[A run of records]
━━━━

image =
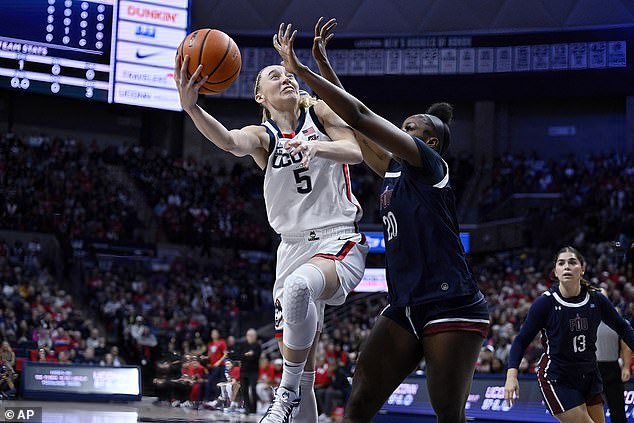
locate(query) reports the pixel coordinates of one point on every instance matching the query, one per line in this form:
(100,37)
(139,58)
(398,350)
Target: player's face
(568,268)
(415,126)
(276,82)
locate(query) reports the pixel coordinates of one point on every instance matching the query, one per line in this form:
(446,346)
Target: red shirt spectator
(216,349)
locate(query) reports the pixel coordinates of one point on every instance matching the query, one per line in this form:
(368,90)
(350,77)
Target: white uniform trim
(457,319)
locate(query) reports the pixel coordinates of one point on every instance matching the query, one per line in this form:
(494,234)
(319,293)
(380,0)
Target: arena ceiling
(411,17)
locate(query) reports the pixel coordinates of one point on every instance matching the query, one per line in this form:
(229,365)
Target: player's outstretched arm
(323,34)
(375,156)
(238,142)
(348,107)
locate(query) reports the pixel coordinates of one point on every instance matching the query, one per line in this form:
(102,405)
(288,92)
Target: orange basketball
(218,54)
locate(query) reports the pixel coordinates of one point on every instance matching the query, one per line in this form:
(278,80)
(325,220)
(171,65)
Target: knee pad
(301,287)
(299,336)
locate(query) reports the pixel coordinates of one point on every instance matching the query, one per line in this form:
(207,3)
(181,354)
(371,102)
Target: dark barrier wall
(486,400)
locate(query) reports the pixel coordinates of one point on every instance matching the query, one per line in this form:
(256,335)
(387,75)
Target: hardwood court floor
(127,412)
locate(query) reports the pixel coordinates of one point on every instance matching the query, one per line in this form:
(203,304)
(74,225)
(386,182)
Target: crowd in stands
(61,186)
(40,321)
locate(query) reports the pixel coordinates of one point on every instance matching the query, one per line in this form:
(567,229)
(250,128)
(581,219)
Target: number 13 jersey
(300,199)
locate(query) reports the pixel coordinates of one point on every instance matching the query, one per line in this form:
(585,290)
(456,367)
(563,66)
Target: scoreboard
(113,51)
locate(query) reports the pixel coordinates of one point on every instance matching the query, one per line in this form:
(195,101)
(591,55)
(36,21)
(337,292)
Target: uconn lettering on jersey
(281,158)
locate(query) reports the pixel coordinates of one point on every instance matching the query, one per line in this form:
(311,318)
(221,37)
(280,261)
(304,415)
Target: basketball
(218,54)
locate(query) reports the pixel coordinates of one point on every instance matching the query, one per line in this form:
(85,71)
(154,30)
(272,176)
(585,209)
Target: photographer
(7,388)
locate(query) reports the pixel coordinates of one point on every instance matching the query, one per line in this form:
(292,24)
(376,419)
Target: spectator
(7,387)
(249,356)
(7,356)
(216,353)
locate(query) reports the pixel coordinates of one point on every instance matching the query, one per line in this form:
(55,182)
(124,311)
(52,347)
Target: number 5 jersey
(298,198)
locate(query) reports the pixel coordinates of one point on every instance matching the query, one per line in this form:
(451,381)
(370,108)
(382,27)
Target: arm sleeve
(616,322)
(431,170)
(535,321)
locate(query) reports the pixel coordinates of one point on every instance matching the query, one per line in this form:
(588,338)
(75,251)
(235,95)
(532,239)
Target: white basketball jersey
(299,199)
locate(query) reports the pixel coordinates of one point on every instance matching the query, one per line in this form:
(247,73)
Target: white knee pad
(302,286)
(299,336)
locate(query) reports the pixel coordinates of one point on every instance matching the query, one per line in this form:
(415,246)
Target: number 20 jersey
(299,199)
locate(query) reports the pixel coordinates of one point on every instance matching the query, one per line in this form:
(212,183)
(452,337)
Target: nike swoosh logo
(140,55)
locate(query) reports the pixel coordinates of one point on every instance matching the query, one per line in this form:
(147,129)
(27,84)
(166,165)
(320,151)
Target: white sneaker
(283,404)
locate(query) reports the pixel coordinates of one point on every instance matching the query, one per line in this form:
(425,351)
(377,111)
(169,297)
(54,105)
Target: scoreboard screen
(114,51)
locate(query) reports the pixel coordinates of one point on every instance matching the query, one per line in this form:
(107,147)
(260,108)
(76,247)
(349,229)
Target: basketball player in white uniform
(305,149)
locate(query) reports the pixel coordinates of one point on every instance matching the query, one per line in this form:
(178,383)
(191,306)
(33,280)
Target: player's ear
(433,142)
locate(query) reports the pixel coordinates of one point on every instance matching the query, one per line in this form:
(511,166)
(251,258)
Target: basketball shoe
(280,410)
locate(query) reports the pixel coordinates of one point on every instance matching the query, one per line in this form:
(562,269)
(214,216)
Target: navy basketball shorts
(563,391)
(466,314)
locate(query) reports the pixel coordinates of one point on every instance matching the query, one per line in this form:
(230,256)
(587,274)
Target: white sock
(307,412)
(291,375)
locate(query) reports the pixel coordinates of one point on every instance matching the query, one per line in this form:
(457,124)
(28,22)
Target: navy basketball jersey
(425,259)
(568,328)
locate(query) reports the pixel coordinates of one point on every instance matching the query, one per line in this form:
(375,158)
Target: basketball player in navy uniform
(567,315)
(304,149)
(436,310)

━━━━

Without the pictures, print the records in full, exactly as they appear.

image =
locate(query) reports the pixel coordinates of one point on every instance matching the query, one per line in this form:
(100,37)
(139,58)
(398,350)
Target: player's face
(568,268)
(415,126)
(276,82)
locate(query) reports the pixel coordinates of one point on every instance matching the query, one per line in this form:
(446,346)
Target: red shirt spectator
(216,349)
locate(query) reports the pixel coordinates of one point on every instance matching the query, one per line in this form:
(368,90)
(350,77)
Target: white uniform trim
(457,319)
locate(query) reports the pixel coordinates of one point on every instance matching the query, one per line in this form:
(494,234)
(319,293)
(380,0)
Target: arena ceiling
(411,17)
locate(query) reports the pixel coordinates of one point on every instance matching the query, one per line in this form:
(229,365)
Target: player's outstretched arm
(323,34)
(375,156)
(238,142)
(348,107)
locate(query) reports the pixel coordinates of one point on every instance matching the query, one per line in this form:
(102,405)
(288,92)
Target: orange basketball
(218,54)
locate(query) reports the pixel coordinates of one point on every instance matching the query, one per line in this form:
(278,80)
(325,220)
(171,65)
Target: knee pad
(301,287)
(299,336)
locate(query) reports the pixel coordinates of one point on every instance matching the query, one per line in this form:
(207,3)
(181,354)
(371,102)
Target: dark barrier wall
(486,400)
locate(query) reports the pixel coordinates of one point on every instance matching the query, one per line in this form:
(256,335)
(387,75)
Target: hardwood court floor
(127,412)
locate(query) reports the pixel coordinates of one point on every instance matching the query, one per line in this form:
(203,304)
(74,225)
(386,182)
Target: crowd in stands
(61,186)
(40,321)
locate(query) reports the pixel coordinates of one point on every instance matching the query, one per line in this form:
(567,229)
(250,128)
(581,219)
Target: number 13 jersey
(300,199)
locate(query) reports the pixel coordinates of one point on every instance matching the query, one per line in this form:
(585,290)
(456,367)
(563,66)
Target: scoreboard
(113,51)
locate(query) reports the pixel coordinates of one point on every instance matching the query, one per line in this form:
(195,101)
(591,55)
(36,21)
(337,292)
Target: uconn lettering on jersey
(281,158)
locate(query) reports the pixel coordinates of one point on every instance matching the query, one per line in this form:
(311,318)
(221,37)
(280,261)
(304,415)
Target: basketball
(218,54)
locate(query) reports the pixel coordinates of one point on every instance matching the query, one per line in this form:
(85,71)
(154,30)
(272,176)
(585,209)
Target: photographer
(7,388)
locate(query) reports the pixel coordinates of one point on every instance matching the query, one per line in this form:
(292,24)
(376,419)
Target: spectator
(7,387)
(249,356)
(7,356)
(216,353)
locate(query) reports the pixel coordinates of one point on every instance matching the query, one per line in this form:
(55,182)
(124,311)
(52,347)
Target: number 5 jersey
(298,198)
locate(query) reports the pixel coordinates of one point on every instance matching the query, one per line in this form:
(451,381)
(370,108)
(382,27)
Target: arm sleeve
(616,322)
(431,170)
(535,321)
locate(query) reports the pixel coordinates of one point on every instance matching the query, one per line in this form:
(588,338)
(75,251)
(235,95)
(532,239)
Target: white basketball jersey
(299,199)
locate(query) reports the pixel coordinates of one point on every instance matching the query, one per line in this form:
(247,73)
Target: white knee pad
(302,286)
(299,336)
locate(query) reports the pixel coordinates of one point on every instance matching the query, one per line in this form:
(415,246)
Target: number 20 jersey
(299,199)
locate(query) reports the pixel coordinates of one point on every instance matching the query, one per line in this form:
(212,183)
(452,337)
Target: nike swoosh logo
(140,55)
locate(query) reports the pixel coordinates of one point on every instance matching the query, one per line in this form:
(147,129)
(27,84)
(166,165)
(320,151)
Target: white sneaker
(283,404)
locate(query) reports the pixel coordinates of one point on every instance matching the query, one per line in this form:
(425,351)
(377,111)
(169,297)
(54,105)
Target: scoreboard screen
(114,51)
locate(query) reports the pixel coordinates of one point on every instance matching the query, one per line in this form:
(107,147)
(260,108)
(76,247)
(349,229)
Target: basketball player in white uniform
(305,149)
locate(query) reports the pixel coordinates of one point on every instance matching the query, one per line in this form:
(178,383)
(191,306)
(33,280)
Target: player's ear
(433,142)
locate(query) reports the pixel coordinates of one point on every instance matching the query, one per line in this form:
(511,166)
(251,258)
Target: basketball shoe
(280,410)
locate(query) reports the pixel coordinates of one point on every instance matching the query, one per line in this form:
(562,269)
(214,216)
Target: navy basketball shorts
(563,391)
(466,314)
locate(query) reports the pixel coordinates of one point on every instance matching the query, one per line in this form:
(230,256)
(587,274)
Target: white sock
(307,412)
(291,375)
locate(query) reports the pixel coordinates of one point on every instance matching the query, one per line in this form:
(457,124)
(28,22)
Target: navy basketball jersey
(425,259)
(568,328)
locate(query) reports the pixel coordinates of one point on every instance matching the query, one per line in this form:
(375,158)
Target: basketball player in navy uniform
(567,315)
(304,149)
(436,310)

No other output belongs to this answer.